GOALS:
1. Reproduce the part of the lint completion text starting with "As an another" and going on through "in a moment.".
2. In one to three sentences, explain why the plugin requires you to create an element pattern, as the lint completion text gives the reason.

PASSAGE TO READ:
To make our completion do something, we have to implement at least two things: the addCompletions function and the elementPattern attribute.

Matching elements for lint completion

Let’s begin with elementPattern. Before we can complete anything, we have to specify on which Rust elements we want to perform the completion. It wouldn’t make sense to e.g. complete struct fields when you’re calling a function or complete a local variable when you’re defining a function parameter type. The plugin thus requires you to create an element pattern, which specifies on which elements should the completion be performed.

To do that, we have to create an instance of ElementPattern, which is an IntelliJ API for querying (or “matching”) PSI elements using a declarative interface. For example, here is a pattern that matches elements inside a loop:

psiElement().inside(
    psiElement<RsBlock>().withParent(
        or(
            psiElement<RsForExpr>(),
            psiElement<RsLoopExpr>(),
            psiElement<RsWhileExpr>()
        )
    )
)

It matches any PSI element (psiElement()) that is inside a block (psiElement<RsBlock>()) which has a loop (RsForExpr/RsLoopExpr/RsWhileExpr) as its parent (withParent).

As an another example, which will be relevant to our use case, here is a pattern that matches text inside a derive(...) attribute:

psiElement<RsMetaItem>().withSuperParent(
    2,
    psiElement()
        .withSuperParent<RsStructOrEnumItemElement>(2)
        .with("deriveCondition") { e -> e is RsMetaItem && e.name == "derive" }
)

It matches any attribute part (RsMetaItem) that has a “superparent two levels up” (i.e. a grandparent), which itself is a PSI element that has a struct or enum as its grandparent and is an attribute part with the name derive. We’ll see what all this means in a moment.

Examining PSI of lint attributes

So, how do we find out what pattern should we use for completing lints? First, we have to examine how does the PSI structure of lint attributes looks like. To do that, we’ll use the PsiViewer plugin. If I write the following code in a Rust file:

#![allow(unused_variables)]

the generated PSI tree will look something like this3:

RsInnerAttr
  PsiElement: #
  PsiElement: !

DATA SUPPLIED:

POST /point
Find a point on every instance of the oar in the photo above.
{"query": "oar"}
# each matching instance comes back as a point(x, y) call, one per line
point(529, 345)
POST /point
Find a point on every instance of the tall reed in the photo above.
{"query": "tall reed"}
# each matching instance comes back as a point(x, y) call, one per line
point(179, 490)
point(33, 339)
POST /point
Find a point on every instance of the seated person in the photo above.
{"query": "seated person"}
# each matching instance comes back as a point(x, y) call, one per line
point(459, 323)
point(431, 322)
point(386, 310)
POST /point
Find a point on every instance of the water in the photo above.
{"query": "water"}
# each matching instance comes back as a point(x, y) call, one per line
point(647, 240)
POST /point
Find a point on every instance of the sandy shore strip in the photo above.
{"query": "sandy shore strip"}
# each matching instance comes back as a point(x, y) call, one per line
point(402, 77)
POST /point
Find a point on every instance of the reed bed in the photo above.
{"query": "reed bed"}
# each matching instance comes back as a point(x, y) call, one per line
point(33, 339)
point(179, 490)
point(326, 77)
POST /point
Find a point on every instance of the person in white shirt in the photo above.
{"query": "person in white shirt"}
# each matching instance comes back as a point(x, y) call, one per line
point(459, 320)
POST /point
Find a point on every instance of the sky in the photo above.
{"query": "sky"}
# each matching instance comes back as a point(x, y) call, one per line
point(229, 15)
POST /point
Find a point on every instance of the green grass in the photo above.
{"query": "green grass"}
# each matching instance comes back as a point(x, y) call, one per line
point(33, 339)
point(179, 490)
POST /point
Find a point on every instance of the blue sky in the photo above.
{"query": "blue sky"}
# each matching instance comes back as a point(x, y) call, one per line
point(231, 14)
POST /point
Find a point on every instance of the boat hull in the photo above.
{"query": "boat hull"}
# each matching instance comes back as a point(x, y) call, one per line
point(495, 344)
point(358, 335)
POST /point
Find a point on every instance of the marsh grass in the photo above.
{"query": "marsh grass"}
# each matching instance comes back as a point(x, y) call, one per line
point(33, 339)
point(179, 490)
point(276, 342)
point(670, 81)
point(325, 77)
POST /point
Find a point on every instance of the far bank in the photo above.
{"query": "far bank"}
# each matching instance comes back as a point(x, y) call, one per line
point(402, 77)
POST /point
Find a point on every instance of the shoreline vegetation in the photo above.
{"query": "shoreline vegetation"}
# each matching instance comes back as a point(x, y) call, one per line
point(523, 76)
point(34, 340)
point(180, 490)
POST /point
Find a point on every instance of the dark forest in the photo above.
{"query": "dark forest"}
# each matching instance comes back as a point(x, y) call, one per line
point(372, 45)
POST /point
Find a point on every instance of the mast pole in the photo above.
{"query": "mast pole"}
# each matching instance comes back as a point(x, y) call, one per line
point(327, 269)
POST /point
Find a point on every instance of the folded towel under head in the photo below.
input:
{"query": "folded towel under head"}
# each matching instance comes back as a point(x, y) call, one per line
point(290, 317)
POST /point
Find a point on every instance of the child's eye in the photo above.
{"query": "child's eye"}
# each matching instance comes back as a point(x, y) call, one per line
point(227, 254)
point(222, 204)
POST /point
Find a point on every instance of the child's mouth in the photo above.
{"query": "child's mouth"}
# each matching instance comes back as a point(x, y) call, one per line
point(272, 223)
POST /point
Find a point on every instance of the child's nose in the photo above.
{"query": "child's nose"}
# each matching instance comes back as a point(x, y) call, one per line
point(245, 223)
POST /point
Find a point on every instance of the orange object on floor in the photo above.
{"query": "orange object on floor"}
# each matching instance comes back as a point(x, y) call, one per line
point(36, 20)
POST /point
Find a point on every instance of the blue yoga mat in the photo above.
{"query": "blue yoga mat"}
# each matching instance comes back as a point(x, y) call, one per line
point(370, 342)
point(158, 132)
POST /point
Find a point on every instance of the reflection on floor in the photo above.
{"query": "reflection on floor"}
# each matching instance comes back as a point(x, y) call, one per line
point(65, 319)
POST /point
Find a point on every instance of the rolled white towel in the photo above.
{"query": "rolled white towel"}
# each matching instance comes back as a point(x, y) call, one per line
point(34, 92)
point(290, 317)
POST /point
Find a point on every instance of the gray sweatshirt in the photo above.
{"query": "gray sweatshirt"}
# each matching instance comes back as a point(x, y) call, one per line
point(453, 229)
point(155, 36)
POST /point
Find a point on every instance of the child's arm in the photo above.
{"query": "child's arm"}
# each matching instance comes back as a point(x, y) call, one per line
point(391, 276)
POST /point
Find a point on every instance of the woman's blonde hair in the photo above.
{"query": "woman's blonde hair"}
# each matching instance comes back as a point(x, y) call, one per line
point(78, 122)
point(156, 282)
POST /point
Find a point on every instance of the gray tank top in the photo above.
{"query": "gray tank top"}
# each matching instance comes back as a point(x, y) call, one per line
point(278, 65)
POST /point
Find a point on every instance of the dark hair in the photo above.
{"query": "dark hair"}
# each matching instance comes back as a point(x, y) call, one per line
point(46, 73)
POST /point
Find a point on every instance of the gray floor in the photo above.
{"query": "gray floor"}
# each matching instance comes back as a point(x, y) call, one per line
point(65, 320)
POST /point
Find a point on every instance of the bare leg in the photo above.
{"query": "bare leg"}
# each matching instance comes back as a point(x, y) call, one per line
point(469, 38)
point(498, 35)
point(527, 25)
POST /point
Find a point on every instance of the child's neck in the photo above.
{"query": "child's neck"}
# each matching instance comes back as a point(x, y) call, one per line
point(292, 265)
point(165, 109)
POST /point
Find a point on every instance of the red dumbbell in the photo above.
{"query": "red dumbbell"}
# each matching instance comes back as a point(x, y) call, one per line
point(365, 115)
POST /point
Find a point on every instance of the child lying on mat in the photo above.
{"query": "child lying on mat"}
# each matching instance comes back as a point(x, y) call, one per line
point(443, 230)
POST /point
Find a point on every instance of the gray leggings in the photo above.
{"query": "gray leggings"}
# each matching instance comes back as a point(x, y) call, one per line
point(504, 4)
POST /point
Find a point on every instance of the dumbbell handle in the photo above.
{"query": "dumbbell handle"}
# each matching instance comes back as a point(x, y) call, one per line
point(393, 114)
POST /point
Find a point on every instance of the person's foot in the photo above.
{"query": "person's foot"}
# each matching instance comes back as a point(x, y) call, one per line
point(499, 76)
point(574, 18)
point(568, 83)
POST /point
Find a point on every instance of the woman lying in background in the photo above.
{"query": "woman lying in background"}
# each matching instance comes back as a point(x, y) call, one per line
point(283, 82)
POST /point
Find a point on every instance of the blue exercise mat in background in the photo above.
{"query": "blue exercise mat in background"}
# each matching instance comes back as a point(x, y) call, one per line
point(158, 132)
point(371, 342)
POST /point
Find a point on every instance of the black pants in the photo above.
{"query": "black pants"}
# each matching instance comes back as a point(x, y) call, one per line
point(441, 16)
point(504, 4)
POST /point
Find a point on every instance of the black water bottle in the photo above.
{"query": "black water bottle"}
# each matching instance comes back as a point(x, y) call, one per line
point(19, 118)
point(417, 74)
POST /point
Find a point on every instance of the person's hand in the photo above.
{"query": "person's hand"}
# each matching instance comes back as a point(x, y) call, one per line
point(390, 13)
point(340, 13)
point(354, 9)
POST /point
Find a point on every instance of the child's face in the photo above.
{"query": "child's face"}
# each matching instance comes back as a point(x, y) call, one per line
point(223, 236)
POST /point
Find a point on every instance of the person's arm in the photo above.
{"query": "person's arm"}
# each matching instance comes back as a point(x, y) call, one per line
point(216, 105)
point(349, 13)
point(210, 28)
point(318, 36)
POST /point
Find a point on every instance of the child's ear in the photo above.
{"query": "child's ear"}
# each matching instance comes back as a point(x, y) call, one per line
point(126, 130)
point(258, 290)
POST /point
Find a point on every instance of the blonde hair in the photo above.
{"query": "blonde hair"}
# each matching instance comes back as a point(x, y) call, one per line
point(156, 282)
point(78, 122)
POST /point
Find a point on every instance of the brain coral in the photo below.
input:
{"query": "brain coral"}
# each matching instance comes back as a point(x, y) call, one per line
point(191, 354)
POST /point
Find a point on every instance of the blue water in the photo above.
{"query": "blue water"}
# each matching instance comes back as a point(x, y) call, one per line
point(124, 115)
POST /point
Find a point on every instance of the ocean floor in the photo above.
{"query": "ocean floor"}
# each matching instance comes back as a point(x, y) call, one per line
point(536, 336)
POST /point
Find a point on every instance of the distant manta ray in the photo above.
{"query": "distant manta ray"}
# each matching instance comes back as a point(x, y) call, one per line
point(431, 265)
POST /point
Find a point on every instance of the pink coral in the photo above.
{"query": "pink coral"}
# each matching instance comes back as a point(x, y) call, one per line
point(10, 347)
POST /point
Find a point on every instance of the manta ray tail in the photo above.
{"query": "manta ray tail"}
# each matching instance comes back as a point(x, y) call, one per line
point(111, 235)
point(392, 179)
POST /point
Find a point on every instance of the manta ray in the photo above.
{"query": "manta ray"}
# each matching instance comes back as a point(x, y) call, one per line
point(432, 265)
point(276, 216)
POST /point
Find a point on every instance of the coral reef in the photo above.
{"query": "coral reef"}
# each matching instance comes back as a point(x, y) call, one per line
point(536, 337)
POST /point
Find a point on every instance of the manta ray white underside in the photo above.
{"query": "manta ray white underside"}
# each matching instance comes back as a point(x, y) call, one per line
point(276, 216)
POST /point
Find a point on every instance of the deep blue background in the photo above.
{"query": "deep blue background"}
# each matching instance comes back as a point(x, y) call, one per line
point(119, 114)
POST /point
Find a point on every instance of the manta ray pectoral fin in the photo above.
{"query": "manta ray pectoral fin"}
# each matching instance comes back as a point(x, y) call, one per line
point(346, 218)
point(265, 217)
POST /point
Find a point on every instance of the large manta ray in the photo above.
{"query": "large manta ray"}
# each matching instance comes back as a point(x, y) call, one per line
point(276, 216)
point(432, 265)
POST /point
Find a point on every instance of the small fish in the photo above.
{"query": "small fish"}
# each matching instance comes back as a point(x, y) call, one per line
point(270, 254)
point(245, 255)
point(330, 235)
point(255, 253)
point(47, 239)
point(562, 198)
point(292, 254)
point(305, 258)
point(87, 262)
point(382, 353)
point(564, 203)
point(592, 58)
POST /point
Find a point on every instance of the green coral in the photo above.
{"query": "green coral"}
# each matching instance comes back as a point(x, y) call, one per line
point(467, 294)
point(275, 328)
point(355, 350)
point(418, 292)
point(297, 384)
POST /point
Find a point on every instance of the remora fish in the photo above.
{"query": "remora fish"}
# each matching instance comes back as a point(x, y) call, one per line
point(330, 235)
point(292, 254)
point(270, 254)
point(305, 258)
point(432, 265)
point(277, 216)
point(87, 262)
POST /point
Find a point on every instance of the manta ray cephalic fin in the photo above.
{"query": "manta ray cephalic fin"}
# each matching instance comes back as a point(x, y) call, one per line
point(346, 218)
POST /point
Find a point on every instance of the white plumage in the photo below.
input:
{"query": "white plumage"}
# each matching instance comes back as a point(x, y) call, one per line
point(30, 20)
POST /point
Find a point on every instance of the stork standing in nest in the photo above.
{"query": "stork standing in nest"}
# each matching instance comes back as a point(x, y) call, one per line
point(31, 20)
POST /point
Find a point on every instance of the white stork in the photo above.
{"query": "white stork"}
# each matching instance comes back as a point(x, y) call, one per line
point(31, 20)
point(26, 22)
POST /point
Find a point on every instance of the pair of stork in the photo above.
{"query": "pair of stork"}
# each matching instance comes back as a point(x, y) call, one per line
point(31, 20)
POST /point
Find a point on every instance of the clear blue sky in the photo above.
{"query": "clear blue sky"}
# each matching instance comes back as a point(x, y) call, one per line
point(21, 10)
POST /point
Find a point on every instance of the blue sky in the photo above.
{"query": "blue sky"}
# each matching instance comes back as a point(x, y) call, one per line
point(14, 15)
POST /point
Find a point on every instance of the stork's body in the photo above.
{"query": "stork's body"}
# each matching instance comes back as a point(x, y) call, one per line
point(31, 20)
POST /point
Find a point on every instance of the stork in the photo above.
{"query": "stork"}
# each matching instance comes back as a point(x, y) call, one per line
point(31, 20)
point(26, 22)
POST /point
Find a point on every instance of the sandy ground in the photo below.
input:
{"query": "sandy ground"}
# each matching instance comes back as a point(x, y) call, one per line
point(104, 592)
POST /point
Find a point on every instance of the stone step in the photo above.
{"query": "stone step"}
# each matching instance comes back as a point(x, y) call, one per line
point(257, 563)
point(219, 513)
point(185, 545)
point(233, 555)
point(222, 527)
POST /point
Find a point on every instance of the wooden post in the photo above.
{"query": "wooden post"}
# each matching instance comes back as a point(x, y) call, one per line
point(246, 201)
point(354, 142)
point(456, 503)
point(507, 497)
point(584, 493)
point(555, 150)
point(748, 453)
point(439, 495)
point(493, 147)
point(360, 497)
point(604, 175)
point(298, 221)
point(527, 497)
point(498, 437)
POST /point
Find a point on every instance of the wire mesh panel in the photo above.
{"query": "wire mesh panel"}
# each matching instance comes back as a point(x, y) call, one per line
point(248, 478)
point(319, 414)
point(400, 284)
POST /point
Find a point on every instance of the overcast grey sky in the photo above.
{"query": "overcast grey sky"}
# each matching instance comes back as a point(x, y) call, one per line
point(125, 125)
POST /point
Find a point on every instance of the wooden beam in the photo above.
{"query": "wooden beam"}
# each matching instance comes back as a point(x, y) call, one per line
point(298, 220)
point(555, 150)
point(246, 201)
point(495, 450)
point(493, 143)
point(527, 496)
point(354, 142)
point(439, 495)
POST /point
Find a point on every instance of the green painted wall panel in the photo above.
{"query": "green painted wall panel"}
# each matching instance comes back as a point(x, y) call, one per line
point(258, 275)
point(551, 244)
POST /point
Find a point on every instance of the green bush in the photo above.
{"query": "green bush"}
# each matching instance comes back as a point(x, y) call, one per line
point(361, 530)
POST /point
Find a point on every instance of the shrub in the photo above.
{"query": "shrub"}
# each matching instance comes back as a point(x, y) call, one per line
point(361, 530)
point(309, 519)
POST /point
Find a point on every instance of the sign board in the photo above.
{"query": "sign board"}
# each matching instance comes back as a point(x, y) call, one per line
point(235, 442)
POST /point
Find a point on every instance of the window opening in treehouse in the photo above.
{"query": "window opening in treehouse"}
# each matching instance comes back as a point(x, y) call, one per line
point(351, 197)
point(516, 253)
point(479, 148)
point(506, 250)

RESULTS:
1.
As an another example, which will be relevant to our use case, here is a pattern that matches text inside a derive(...) attribute:

psiElement<RsMetaItem>().withSuperParent(
    2,
    psiElement()
        .withSuperParent<RsStructOrEnumItemElement>(2)
        .with("deriveCondition") { e -> e is RsMetaItem && e.name == "derive" }
)

It matches any attribute part (RsMetaItem) that has a “superparent two levels up” (i.e. a grandparent), which itself is a PSI element that has a struct or enum as its grandparent and is an attribute part with the name derive. We’ll see what all this means in a moment.

2. Before anything can be completed, you have to specify on which Rust elements the completion should be performed, since not every completion makes sense in every place. For example, it wouldn't make sense to complete struct fields when calling a function, or to complete a local variable when defining a function parameter type.